— start of Task material —

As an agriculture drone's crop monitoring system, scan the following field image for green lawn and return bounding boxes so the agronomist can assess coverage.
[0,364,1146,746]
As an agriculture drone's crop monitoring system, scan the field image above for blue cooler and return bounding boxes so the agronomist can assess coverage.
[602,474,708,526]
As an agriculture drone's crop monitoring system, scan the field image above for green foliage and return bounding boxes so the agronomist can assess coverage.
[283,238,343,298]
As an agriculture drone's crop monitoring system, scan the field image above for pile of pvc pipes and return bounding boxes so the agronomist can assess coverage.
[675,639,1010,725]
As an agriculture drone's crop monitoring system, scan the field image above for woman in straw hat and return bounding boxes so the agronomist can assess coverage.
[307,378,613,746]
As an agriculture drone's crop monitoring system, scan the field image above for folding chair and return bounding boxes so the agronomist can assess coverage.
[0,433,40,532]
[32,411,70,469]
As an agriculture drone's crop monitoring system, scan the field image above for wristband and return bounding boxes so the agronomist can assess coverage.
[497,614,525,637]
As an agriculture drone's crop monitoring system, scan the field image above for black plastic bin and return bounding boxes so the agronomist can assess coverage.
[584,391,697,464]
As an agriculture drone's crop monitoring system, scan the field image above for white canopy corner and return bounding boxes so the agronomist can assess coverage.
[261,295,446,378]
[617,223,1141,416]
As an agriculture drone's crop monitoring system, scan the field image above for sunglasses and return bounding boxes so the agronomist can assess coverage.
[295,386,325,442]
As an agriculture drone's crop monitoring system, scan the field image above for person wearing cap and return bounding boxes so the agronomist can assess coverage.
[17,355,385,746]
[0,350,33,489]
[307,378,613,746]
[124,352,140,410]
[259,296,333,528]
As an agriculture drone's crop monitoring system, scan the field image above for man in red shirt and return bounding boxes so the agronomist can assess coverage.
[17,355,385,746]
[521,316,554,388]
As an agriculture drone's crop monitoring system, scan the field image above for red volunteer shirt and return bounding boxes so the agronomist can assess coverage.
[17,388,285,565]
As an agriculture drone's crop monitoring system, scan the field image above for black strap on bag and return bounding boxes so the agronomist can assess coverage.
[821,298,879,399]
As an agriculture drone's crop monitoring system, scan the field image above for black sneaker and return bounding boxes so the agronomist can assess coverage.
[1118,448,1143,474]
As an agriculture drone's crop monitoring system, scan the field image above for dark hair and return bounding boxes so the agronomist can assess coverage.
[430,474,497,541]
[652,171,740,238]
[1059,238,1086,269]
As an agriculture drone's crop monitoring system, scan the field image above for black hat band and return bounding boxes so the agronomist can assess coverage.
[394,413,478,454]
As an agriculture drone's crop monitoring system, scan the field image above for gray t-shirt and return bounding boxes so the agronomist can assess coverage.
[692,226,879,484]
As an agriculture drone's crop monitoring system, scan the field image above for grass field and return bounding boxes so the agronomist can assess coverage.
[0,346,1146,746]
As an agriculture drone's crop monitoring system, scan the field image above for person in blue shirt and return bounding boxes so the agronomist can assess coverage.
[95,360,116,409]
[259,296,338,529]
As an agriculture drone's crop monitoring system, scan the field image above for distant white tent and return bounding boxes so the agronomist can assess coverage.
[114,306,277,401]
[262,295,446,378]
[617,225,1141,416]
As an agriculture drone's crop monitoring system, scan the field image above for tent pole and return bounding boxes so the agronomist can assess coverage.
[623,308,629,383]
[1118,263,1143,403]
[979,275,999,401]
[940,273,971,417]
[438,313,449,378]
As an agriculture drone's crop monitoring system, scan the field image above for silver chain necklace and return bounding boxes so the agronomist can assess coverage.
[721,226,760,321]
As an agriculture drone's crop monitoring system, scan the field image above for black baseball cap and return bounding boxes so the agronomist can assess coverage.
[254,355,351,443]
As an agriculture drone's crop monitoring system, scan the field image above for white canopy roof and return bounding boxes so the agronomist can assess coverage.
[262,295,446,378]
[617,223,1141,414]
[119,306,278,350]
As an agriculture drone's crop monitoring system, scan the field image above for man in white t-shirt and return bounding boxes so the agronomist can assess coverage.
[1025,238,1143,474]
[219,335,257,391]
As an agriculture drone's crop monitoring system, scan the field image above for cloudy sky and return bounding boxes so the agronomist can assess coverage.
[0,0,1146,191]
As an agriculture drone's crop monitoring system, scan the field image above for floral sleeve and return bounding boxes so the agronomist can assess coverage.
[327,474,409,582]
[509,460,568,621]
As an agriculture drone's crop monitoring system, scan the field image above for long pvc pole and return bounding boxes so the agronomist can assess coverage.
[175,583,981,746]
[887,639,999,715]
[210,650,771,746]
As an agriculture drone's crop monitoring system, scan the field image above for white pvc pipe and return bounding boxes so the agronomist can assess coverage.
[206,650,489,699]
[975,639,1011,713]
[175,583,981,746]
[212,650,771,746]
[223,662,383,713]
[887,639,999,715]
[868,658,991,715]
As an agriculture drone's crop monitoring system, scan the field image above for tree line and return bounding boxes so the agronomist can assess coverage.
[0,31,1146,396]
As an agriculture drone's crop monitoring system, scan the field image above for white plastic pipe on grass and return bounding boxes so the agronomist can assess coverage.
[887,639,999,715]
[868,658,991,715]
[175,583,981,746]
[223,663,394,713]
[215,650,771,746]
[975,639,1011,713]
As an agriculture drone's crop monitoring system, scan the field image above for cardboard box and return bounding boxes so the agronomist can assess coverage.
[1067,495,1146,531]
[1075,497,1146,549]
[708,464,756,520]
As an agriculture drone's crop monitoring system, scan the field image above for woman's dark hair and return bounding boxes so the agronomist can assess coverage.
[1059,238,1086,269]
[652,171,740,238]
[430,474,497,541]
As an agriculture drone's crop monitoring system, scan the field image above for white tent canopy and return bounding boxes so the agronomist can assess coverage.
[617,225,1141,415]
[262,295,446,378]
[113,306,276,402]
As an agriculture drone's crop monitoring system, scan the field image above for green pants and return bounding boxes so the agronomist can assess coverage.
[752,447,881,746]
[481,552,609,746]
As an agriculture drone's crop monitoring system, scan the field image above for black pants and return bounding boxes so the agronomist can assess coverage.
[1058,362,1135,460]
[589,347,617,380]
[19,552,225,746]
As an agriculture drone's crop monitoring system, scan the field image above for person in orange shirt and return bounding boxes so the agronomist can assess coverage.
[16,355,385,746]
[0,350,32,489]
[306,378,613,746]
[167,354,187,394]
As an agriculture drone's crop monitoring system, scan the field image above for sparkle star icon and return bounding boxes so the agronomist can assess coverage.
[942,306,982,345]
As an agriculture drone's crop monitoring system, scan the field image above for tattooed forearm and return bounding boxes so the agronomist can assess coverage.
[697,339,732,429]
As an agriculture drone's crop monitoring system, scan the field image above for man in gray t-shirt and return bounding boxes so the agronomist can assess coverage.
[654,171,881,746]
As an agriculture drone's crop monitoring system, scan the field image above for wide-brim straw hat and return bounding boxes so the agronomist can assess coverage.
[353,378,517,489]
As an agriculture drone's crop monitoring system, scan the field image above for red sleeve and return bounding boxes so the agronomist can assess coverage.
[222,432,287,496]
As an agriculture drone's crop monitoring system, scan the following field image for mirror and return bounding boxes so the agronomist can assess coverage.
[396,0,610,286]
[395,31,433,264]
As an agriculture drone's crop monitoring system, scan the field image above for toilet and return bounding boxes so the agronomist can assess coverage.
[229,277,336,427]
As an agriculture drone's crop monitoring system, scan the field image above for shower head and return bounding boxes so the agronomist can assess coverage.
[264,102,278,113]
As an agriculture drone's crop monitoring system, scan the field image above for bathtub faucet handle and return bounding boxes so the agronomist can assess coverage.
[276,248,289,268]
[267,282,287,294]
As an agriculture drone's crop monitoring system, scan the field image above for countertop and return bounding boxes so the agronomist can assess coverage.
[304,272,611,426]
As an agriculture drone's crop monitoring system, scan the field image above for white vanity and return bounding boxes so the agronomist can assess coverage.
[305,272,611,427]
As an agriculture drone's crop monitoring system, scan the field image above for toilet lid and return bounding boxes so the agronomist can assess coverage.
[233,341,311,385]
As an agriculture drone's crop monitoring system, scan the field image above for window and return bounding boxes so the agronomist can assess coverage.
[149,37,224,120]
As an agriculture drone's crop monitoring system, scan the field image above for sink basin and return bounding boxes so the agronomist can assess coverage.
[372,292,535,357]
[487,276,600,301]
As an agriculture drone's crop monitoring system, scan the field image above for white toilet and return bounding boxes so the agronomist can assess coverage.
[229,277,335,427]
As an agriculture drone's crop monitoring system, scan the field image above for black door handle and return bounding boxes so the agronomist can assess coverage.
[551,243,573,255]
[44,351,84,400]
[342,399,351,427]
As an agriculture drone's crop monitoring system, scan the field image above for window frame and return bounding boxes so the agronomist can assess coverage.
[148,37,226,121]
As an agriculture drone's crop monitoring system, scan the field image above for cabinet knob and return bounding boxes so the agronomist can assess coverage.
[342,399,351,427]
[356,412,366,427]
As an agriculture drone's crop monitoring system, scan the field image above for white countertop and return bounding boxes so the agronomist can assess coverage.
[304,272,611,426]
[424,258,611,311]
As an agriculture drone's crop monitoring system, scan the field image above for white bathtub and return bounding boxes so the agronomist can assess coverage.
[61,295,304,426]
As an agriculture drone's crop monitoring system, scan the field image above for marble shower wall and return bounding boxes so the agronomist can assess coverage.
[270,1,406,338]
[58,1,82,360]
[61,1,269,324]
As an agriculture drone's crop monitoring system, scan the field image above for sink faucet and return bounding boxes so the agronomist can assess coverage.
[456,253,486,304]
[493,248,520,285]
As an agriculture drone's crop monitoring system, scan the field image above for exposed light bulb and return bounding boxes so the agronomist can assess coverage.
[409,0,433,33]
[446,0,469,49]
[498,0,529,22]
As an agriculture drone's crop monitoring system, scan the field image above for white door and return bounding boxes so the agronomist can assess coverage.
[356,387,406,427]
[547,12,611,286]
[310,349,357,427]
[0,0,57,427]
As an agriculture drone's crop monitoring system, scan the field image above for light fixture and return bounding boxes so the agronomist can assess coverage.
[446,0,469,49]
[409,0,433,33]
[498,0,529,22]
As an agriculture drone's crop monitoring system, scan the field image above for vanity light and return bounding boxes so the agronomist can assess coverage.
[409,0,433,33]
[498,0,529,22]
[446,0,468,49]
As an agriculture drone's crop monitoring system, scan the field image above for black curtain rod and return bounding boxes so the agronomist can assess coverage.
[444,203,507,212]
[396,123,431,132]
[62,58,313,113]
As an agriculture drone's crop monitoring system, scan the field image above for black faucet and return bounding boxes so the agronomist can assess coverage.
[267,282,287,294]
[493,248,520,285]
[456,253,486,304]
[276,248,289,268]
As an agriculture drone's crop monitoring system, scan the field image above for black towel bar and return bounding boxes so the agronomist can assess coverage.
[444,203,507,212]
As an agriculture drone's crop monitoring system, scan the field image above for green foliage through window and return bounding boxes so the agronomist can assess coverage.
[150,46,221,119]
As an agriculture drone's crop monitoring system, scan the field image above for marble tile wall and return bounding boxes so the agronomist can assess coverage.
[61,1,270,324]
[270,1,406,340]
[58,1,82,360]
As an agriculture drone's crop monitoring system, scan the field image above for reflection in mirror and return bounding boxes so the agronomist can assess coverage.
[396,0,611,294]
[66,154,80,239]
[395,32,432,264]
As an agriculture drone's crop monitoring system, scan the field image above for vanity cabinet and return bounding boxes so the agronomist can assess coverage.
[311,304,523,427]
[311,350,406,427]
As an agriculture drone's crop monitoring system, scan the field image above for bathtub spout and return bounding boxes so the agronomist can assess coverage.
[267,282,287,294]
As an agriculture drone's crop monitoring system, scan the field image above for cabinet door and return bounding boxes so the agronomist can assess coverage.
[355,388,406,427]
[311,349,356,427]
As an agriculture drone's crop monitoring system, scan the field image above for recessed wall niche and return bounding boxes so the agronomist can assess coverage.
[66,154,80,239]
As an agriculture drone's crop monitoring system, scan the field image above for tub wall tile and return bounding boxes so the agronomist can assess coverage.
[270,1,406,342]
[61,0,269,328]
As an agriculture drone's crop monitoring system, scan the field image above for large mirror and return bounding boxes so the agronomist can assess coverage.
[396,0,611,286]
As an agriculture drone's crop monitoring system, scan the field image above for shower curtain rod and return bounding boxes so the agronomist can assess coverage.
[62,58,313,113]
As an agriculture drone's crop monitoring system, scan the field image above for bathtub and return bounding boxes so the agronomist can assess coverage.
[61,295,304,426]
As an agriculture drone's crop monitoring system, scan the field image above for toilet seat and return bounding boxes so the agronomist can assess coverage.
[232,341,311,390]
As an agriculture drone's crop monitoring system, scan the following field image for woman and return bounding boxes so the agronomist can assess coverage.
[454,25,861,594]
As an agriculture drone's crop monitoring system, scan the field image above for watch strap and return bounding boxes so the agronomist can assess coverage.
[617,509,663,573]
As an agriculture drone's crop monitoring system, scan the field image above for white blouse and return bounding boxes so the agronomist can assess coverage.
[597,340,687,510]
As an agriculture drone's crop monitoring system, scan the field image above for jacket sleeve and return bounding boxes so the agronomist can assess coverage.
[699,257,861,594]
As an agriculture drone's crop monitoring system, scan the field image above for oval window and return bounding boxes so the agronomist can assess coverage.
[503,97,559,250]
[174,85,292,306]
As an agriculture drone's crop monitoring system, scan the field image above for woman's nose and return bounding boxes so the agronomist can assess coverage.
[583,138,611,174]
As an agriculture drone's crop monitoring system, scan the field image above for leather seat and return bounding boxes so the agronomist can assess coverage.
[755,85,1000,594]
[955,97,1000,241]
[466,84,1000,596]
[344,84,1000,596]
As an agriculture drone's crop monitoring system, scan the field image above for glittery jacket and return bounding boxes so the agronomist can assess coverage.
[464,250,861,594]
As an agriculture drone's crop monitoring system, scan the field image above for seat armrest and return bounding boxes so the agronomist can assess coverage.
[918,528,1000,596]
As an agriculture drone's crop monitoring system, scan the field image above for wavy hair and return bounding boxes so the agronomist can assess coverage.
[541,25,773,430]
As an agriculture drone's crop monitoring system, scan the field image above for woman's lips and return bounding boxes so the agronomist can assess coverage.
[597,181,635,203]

— end of Task material —

» Exercise brief
Rewrite the records from the line that contains "for black baseball" up to and including the line that contains "[119,306,278,350]", swapping "canopy roof" for "tent roof" and leaving everything else unchanged.

» Solution for this task
As an agriculture drone's crop monitoring system, scan the field image above for black baseball cap and return bounding boxes so the agronomist can assess coverage.
[254,355,351,443]
As an agriculture drone's crop monitoring system, scan the field image above for white tent roof and return bounding boxes so the agronomist can assess coverage.
[262,295,446,378]
[617,223,1141,414]
[119,306,278,350]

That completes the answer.